:: PROBLEM TO SOLVE ::
Write out everything from the line containing "the asphalt road." down to the end of the records, swapping "asphalt road" for "gravel track" and keeping every other character the same.

>> START RECORD LIST

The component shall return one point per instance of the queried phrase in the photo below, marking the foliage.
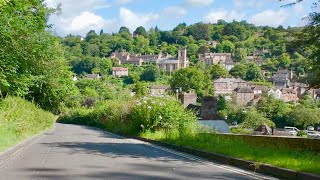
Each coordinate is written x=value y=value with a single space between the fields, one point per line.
x=192 y=78
x=31 y=60
x=253 y=119
x=20 y=119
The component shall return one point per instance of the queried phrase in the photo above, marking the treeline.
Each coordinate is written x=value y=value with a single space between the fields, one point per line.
x=274 y=45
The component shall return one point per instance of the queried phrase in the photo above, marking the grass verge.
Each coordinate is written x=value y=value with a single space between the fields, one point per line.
x=19 y=120
x=303 y=161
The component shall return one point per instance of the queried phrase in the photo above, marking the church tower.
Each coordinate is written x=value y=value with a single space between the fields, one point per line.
x=182 y=58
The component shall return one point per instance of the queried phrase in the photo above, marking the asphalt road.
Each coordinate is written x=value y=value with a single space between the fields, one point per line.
x=78 y=152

>> END RECORD LIST

:: THE ANSWER ::
The component shall return one point per instance of the queried phrase in the photo above, marking the gravel track.
Each coordinate is written x=value y=value with a single space between the fields, one point per line.
x=78 y=152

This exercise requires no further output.